• [Exercise aim] Transcribe the material in full, exactly as written.

-- Start of Entries supplied --

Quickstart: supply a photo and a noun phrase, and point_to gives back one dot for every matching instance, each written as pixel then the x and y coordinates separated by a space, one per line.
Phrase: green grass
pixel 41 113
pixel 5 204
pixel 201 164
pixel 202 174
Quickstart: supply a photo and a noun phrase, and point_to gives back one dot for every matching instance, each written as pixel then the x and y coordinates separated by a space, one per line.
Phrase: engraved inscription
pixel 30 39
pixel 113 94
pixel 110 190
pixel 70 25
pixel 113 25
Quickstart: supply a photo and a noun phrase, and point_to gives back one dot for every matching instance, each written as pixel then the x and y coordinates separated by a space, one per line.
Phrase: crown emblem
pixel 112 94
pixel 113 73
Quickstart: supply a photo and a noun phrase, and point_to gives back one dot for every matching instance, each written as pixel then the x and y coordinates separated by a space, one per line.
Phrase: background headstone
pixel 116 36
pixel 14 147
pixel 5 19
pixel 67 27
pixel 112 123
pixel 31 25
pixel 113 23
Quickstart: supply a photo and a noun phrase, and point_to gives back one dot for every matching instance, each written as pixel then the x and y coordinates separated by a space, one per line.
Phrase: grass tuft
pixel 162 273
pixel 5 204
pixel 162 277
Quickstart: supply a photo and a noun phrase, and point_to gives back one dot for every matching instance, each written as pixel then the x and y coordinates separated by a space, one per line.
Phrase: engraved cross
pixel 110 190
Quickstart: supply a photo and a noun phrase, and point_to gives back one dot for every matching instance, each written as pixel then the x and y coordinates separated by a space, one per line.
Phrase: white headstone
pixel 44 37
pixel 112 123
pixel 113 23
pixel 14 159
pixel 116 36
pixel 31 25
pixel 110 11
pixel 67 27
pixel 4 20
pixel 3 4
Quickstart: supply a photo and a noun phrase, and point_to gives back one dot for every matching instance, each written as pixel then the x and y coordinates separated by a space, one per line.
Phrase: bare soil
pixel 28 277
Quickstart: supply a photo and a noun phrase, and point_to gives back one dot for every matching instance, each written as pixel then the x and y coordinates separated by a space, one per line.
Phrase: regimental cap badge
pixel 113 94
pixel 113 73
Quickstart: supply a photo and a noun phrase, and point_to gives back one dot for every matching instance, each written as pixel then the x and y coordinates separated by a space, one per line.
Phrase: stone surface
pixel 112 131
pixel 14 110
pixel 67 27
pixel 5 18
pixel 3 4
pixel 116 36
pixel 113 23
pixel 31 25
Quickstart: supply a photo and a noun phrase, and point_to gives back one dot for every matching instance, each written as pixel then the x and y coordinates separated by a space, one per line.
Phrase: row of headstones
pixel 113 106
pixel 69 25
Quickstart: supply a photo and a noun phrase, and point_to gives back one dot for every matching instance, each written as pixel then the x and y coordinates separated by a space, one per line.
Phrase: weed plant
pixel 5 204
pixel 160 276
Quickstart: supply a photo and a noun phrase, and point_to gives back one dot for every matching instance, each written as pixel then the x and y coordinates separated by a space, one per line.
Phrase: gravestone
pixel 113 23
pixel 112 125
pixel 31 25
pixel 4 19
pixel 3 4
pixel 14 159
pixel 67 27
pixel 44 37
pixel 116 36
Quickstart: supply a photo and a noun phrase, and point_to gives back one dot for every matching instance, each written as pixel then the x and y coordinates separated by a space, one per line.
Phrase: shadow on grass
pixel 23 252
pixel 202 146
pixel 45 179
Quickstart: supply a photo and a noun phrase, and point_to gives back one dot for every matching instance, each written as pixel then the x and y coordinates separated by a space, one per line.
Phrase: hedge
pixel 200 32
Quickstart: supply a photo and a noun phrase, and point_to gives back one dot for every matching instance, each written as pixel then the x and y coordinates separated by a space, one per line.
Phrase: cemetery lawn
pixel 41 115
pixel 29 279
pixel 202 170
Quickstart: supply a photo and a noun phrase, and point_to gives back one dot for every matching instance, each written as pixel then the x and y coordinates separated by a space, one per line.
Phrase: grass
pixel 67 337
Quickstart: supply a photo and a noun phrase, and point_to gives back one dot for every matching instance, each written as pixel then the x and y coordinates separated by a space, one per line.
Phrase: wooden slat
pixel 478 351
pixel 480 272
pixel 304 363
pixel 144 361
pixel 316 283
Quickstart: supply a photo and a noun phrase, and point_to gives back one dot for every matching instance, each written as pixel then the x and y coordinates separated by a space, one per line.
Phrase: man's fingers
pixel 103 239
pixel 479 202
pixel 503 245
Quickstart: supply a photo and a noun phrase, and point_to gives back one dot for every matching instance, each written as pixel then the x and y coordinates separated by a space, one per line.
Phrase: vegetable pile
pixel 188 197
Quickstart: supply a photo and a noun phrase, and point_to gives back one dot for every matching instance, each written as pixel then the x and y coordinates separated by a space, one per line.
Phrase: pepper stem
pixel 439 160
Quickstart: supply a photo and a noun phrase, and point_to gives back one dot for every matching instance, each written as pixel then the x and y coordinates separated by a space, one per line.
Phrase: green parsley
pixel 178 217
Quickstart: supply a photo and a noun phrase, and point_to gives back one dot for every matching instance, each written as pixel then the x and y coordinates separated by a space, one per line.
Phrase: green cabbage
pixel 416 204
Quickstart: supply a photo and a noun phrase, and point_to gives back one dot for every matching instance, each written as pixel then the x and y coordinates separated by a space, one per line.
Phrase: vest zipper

-- End of Entries supplied --

• [Written response]
Quickstart: supply a photo and a noun phrase, and point_to gives back one dot for every matching instance, each written as pixel then the x and y coordinates separated by a space, one per line.
Phrase: green grass
pixel 41 113
pixel 5 204
pixel 201 164
pixel 202 174
Quickstart: supply a photo and a noun phrase, and point_to gives back one dot for every matching instance, each written as pixel then the x and y coordinates separated by a space, one per line.
Phrase: engraved inscription
pixel 30 39
pixel 113 94
pixel 110 190
pixel 70 25
pixel 113 25
Quickstart: supply a photo and a noun phrase, and point_to gives back one dot for every matching instance, each written as pixel then the x and y coordinates separated by a space, one per line.
Phrase: crown emblem
pixel 112 94
pixel 113 73
Quickstart: supply a photo and a noun phrase, and point_to gives back one dot for every matching instance, each written as pixel then the x and y coordinates separated by a space, one per line.
Phrase: background headstone
pixel 116 36
pixel 14 147
pixel 5 19
pixel 67 27
pixel 112 123
pixel 31 25
pixel 113 23
Quickstart: supply a photo and a noun phrase, and point_to gives back one dot for every matching instance, each written as pixel then the x and y coordinates separated by a space, one per line.
Phrase: grass tuft
pixel 162 273
pixel 5 204
pixel 162 277
Quickstart: supply a photo and a noun phrase, and point_to gives back one dot for every matching instance, each written as pixel then the x and y coordinates separated by a space, one per line.
Phrase: engraved cross
pixel 110 190
Quickstart: supply a photo and a noun phrase, and point_to gives back one dot for every matching instance, each written as pixel then the x and y coordinates separated by a space, one per line.
Phrase: white headstone
pixel 44 37
pixel 112 123
pixel 113 23
pixel 14 159
pixel 116 36
pixel 31 25
pixel 110 11
pixel 67 27
pixel 4 20
pixel 3 4
Quickstart: supply a photo and a noun phrase, and point_to gives back one dot for every matching instance, each written as pixel then the x and y coordinates separated by a space, one per line.
Phrase: bare soil
pixel 28 277
Quickstart: supply a photo and a noun phrase, and point_to gives back one dot for every matching instance, each written as pixel then the x and y coordinates separated by a space, one per line.
Phrase: regimental cap badge
pixel 113 94
pixel 113 73
Quickstart: supply a photo and a noun phrase, and point_to gives back one dot for every matching instance, each written as pixel then the x and y coordinates separated by a space, one per line.
Phrase: stone surface
pixel 112 131
pixel 14 110
pixel 67 27
pixel 5 18
pixel 3 4
pixel 116 36
pixel 113 23
pixel 31 25
Quickstart: supply a photo and a noun phrase, and point_to gives back one dot for every matching instance, each written as pixel then the x and y coordinates separated by a space, one per line.
Phrase: row of headstones
pixel 113 106
pixel 69 25
Quickstart: supply a photo and a noun phrase, and point_to gives back one dot for every matching instance, each written as pixel then the x and y coordinates separated by a space, one per line.
Phrase: weed plant
pixel 5 204
pixel 160 276
Quickstart: supply a photo and a noun phrase, and point_to gives back one dot for every matching instance, each written as pixel then the x and y coordinates separated by a space, one per line.
Phrase: gravestone
pixel 113 23
pixel 112 125
pixel 31 25
pixel 4 19
pixel 3 4
pixel 14 159
pixel 67 27
pixel 44 37
pixel 116 36
Quickstart: supply a photo and a noun phrase, and point_to gives back one dot for every matching instance, each written as pixel then the x and y coordinates separated by a space, one per line.
Phrase: shadow on grass
pixel 23 252
pixel 202 146
pixel 45 179
Quickstart: supply a photo and a noun phrase, and point_to gives back one dot for every matching instance, each written as pixel then the x and y coordinates separated by a space, one per line.
Phrase: hedge
pixel 200 32
Quickstart: supply a photo and a noun phrase, and point_to gives back one dot for every matching instance, each written as pixel then the x and y coordinates separated by a space, one per line.
Phrase: cemetery lawn
pixel 41 115
pixel 29 279
pixel 202 170
Quickstart: supply a photo and a noun phrase, and point_to gives back one dot for every matching instance, each written as pixel then the x and y coordinates separated by a space, one per line.
Phrase: grass
pixel 67 337
Quickstart: supply a photo and a noun phrase, and point_to gives back one dot for every matching instance, each written as pixel then the x and y coordinates separated by a space, one per line.
Phrase: wooden slat
pixel 478 351
pixel 480 272
pixel 304 363
pixel 144 361
pixel 316 283
Quickstart: supply a photo and a noun phrase, and point_to gives back one dot for every matching instance, each written as pixel then the x and y coordinates separated by a space, one per line.
Phrase: man's fingers
pixel 103 239
pixel 479 202
pixel 503 245
Quickstart: supply a photo and a noun phrase, and point_to gives back one dot for every matching instance, each written as pixel then the x and y coordinates separated by a space, one per line.
Phrase: vegetable pile
pixel 188 197
Quickstart: supply a photo and a noun phrase, and point_to gives back one dot for every matching instance, each written as pixel then the x and y coordinates separated by a space, one per line.
Phrase: pepper stem
pixel 439 160
Quickstart: supply a photo and a noun phrase, and point_to gives back one dot for every matching instance, each written as pixel then the x and y coordinates separated by a space, one per line.
Phrase: green parsley
pixel 178 217
Quickstart: supply a photo and a noun phrase, and point_to gives back one dot for every matching instance, each written as pixel then the x and y coordinates separated by a space, one per line.
Phrase: green cabbage
pixel 416 204
Quickstart: supply a photo and a noun phrase, and point_to gives back one dot for every matching instance, each written as pixel then the x and y coordinates separated by a space, one per line.
Phrase: vest zipper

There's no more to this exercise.